(Stored data entries)
......
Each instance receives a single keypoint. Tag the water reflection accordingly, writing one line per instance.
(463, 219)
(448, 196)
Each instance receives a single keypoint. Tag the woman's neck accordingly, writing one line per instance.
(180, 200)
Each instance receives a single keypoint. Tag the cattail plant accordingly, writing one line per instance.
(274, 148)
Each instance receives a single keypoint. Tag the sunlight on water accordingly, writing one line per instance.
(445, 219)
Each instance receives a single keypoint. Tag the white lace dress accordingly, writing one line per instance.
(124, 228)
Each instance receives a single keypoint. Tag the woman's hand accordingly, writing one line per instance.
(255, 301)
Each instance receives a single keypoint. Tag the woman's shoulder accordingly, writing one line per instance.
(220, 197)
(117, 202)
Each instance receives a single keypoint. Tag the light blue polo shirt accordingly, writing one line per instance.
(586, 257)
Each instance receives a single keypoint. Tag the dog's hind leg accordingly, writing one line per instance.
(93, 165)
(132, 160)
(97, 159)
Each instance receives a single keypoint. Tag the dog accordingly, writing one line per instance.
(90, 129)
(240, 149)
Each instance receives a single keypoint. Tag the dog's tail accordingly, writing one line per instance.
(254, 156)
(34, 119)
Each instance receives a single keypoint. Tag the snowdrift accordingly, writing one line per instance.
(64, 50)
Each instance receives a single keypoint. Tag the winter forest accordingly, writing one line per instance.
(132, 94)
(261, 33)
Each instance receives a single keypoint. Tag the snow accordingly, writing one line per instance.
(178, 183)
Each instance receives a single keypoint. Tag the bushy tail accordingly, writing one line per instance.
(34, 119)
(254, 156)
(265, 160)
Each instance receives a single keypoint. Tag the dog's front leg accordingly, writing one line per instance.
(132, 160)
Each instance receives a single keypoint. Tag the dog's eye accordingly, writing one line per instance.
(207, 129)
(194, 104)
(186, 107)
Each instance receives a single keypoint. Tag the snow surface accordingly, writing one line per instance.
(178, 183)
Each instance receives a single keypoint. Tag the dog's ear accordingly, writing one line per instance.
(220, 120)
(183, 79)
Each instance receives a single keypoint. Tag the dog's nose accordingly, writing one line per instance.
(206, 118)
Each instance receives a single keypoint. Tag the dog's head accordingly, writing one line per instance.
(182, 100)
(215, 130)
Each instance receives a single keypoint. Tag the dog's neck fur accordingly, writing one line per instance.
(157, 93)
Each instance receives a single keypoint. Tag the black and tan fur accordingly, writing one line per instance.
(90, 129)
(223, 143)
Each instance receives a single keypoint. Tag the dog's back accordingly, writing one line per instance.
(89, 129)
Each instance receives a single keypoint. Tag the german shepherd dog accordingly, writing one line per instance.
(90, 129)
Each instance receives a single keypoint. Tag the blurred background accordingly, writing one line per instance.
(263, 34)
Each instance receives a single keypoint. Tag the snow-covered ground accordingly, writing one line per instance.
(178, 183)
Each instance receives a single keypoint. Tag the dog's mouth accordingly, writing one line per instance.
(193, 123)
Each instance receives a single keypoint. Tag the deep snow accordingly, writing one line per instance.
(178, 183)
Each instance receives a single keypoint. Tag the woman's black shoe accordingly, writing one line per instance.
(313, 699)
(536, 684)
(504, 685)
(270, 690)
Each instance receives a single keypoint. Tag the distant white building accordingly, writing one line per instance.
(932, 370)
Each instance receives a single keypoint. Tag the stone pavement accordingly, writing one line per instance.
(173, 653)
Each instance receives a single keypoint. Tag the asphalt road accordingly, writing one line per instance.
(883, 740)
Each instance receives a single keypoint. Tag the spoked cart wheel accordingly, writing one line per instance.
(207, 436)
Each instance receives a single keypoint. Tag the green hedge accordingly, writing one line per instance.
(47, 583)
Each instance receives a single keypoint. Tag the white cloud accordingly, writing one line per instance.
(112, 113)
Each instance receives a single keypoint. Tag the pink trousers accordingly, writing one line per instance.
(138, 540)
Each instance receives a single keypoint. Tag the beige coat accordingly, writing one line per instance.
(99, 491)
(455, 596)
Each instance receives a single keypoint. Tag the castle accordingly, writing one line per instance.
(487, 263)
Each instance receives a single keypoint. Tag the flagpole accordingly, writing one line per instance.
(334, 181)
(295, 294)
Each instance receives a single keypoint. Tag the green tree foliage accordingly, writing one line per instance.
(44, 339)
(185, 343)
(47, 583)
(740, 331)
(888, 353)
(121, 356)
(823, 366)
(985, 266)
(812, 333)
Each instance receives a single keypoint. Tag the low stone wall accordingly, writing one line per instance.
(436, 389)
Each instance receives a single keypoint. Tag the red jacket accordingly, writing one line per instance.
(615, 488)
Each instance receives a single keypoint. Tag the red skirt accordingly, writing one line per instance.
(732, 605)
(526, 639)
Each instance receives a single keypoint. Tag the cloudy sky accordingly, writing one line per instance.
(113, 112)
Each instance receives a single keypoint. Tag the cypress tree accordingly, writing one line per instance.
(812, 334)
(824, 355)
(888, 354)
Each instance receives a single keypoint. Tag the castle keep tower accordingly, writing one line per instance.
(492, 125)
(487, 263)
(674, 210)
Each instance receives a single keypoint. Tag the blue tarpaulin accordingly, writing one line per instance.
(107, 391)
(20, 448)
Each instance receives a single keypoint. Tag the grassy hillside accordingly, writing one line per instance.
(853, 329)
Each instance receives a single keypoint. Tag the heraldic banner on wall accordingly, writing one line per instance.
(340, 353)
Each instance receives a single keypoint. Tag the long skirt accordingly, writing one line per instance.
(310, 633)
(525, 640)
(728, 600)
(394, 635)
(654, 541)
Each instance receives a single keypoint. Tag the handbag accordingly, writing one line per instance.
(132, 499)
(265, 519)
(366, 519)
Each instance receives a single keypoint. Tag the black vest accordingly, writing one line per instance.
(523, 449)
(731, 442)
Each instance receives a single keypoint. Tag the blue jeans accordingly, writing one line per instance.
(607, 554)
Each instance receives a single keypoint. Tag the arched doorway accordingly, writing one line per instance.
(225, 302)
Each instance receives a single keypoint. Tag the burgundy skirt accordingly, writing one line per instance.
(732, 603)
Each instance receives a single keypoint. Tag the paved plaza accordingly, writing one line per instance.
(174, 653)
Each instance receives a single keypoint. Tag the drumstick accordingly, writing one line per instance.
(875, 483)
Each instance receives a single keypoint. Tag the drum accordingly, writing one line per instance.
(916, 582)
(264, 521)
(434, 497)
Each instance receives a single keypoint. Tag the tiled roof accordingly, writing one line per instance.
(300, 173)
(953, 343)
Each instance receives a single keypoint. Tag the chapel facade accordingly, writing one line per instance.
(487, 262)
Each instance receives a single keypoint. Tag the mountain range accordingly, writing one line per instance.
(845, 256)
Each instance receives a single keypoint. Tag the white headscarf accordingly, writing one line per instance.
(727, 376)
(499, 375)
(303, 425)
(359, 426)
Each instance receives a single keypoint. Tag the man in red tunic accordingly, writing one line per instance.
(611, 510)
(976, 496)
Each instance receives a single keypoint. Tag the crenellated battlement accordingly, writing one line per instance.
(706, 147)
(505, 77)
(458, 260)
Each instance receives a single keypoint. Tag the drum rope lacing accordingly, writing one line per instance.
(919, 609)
......
◆ Problem
Print out all the entries above exactly.

◆ Answer box
Each instance receives a single keypoint. Tag the water reflection accordingly, writing one line per instance.
(463, 219)
(448, 196)
Each instance receives a single keypoint. Tag the woman's neck accordingly, writing one line per instance.
(180, 200)
Each instance receives a single keypoint. Tag the cattail plant accordingly, writing one line per instance.
(274, 148)
Each instance receives a single keypoint. Tag the sunlight on water accordingly, writing one line per instance.
(445, 219)
Each instance receives a single keypoint. Tag the white lace dress accordingly, writing one line per instance.
(124, 228)
Each instance receives a single keypoint. Tag the woman's hand accordingly, writing one line per instance.
(255, 301)
Each instance receives a single keypoint. Tag the woman's shoulder accordingly, writing one line per instance.
(220, 197)
(117, 202)
Each instance receives a single keypoint. Tag the light blue polo shirt accordingly, writing one line per instance.
(586, 257)
Each instance receives a single keypoint. Tag the dog's hind leg accordingly, writing one line per instance.
(93, 165)
(132, 160)
(97, 159)
Each instance receives a single keypoint. Tag the dog accordingly, writing one line per instance.
(90, 129)
(240, 149)
Each instance receives a single keypoint. Tag the dog's tail accordingly, writing one line per instance.
(254, 156)
(34, 119)
Each instance receives a single keypoint. Tag the snowdrift accordingly, writing one line per instance.
(64, 50)
Each instance receives a single keypoint. Tag the winter forest accordingly, writing one line per instance.
(132, 94)
(261, 33)
Each instance receives a single keypoint. Tag the snow accordingly, writing one line per instance.
(178, 183)
Each instance receives a single keypoint. Tag the bushy tail accordingly, writing one line per instance.
(34, 119)
(254, 156)
(265, 160)
Each instance receives a single keypoint. Tag the dog's front leg accordingly, writing one line per instance.
(132, 160)
Each instance receives a single keypoint. Tag the dog's eye accordingly, writing one line per instance.
(207, 129)
(194, 104)
(186, 107)
Each instance receives a single keypoint. Tag the snow surface accordingly, writing one line per instance.
(178, 183)
Each instance receives a single keypoint. Tag the dog's ear accordingly, writing one line per instance.
(220, 120)
(183, 79)
Each instance receives a single keypoint. Tag the dog's nose accordingly, writing one line per instance.
(206, 118)
Each instance receives a single keypoint. Tag the dog's head accordingly, writing one line per instance.
(182, 100)
(215, 130)
Each instance receives a single keypoint. Tag the dog's neck fur accordingly, writing one line per instance.
(157, 93)
Each instance receives a single keypoint. Tag the black and tan fur accordingly, writing one line per instance.
(90, 129)
(223, 143)
Each instance receives a single keypoint. Tag the dog's back accordingly, writing one line per instance.
(89, 129)
Each instance receives a single keypoint. Tag the german shepherd dog accordingly, writing one line per instance.
(90, 129)
Each instance receives a single keypoint. Tag the blurred background accordingly, writing one line per instance.
(263, 34)
Each instance receives a single keypoint. Tag the snow-covered ground accordingly, writing one line per instance.
(178, 183)
Each instance receives a single keypoint. Tag the dog's mouth accordingly, writing one line per instance.
(193, 123)
Each instance receives a single keypoint. Tag the deep snow accordingly, writing one line per instance.
(178, 183)
Each instance receives a single keypoint. Tag the woman's black shoe accordingly, writing one line per instance.
(313, 699)
(536, 684)
(504, 685)
(270, 690)
Each instance receives a single keypoint. Tag the distant white building accordingly, writing one line per instance.
(932, 370)
Each instance receives a single keypoint. Tag the stone pavement accordingly, writing one line per instance.
(173, 653)
Each instance receives a single keypoint. Tag the asphalt road accordingly, writing one line per instance.
(883, 740)
Each instance receives a single keypoint. Tag the spoked cart wheel accordingly, writing one line per instance.
(207, 436)
Each instance receives a single keypoint. Tag the green hedge accordingly, writing one line per instance.
(47, 583)
Each instance receives a single keypoint. Tag the white cloud accordingly, writing one line per instance.
(112, 113)
Each instance receives a single keypoint. Tag the pink trousers accordingly, writing one line per instance.
(138, 540)
Each instance receives a single keypoint. Tag the beige coat accordingly, writing one line per instance.
(99, 491)
(455, 596)
Each instance receives a single keypoint. Tag the castle accordingly, writing one line per instance.
(487, 263)
Each instance receives a single keypoint. Tag the flagpole accordingly, writing one line per instance.
(334, 181)
(295, 294)
Each instance receives a single keypoint. Tag the green tree foliage accordingly, writing one line per instance.
(44, 339)
(185, 343)
(47, 583)
(740, 331)
(888, 353)
(121, 356)
(823, 366)
(985, 266)
(812, 333)
Each instance receives a single keypoint. Tag the low stone wall accordingly, writing one line per instance.
(436, 389)
Each instance receives a single keypoint. Tag the red jacket accordingly, writing one line per instance.
(615, 488)
Each instance receives a single keypoint. Tag the red skirt accordingly, writing one line per instance.
(732, 605)
(526, 639)
Each instance receives a single keypoint. Tag the cloudy sky accordingly, writing one line per instance.
(113, 112)
Each instance receives a single keypoint. Tag the cypress tree accordingly, writing one line per instance.
(812, 334)
(824, 355)
(888, 354)
Each instance receives a single keypoint. Tag the castle keep tower accordingly, writing one line per instance.
(492, 125)
(487, 263)
(674, 210)
Each instance receives a single keypoint. Tag the blue tarpaulin accordingly, writing one line per instance.
(107, 391)
(20, 448)
Each instance receives a single keypoint. Tag the grassy hillside accordingly, writing one line per instance.
(853, 329)
Each instance receives a single keypoint. Tag the heraldic banner on wall accordingly, writing one line per instance.
(340, 353)
Each instance receives a single keypoint. Tag the long skirt accordingly, writing one line per instance.
(310, 633)
(525, 640)
(728, 600)
(394, 635)
(654, 541)
Each instance receives a single keypoint. Tag the handbag accordingly, writing one line per instance.
(132, 499)
(265, 519)
(366, 519)
Each instance receives a single keypoint. Tag the black vest accordingly, writing one line per instance.
(523, 449)
(731, 442)
Each instance receives a single keypoint. Tag the blue jeans accordingly, writing one line per instance.
(607, 554)
Each instance receives a single keypoint. Tag the arched doorway accordingly, writing one line per instance.
(225, 302)
Each instance receives a single keypoint. Tag the burgundy skirt accordingly, writing one line per instance.
(732, 603)
Each instance receives a single keypoint. Tag the paved plaza accordingly, writing one line per instance.
(174, 653)
Each instance receives a single keypoint. Tag the drumstick accordingly, writing one line per instance.
(875, 483)
Each instance receives a single keypoint. Tag the drum accordingly, writing one line per instance.
(916, 582)
(264, 521)
(434, 497)
Each instance receives a single keypoint. Tag the tiled roof accordingly, writing one line per instance.
(300, 173)
(953, 343)
Each instance receives a single keypoint. Tag the chapel facade accordingly, writing one line per instance.
(487, 262)
Each instance receives a single keypoint. Tag the mountain range accordingly, writing one line per instance.
(845, 256)
Each instance receives a single keypoint. Tag the white headscarf accordingly, writing one line per instance.
(727, 376)
(499, 375)
(303, 425)
(359, 426)
Each instance receives a single keypoint. Tag the man in red tunic accordingly, writing one line per instance.
(611, 510)
(976, 496)
Each instance receives a single keypoint. Tag the crenellated battlement accordingly, writing one line per instance.
(706, 147)
(505, 77)
(458, 260)
Each instance receives a single keypoint. Tag the drum rope lacing accordingly, writing one line per instance.
(919, 609)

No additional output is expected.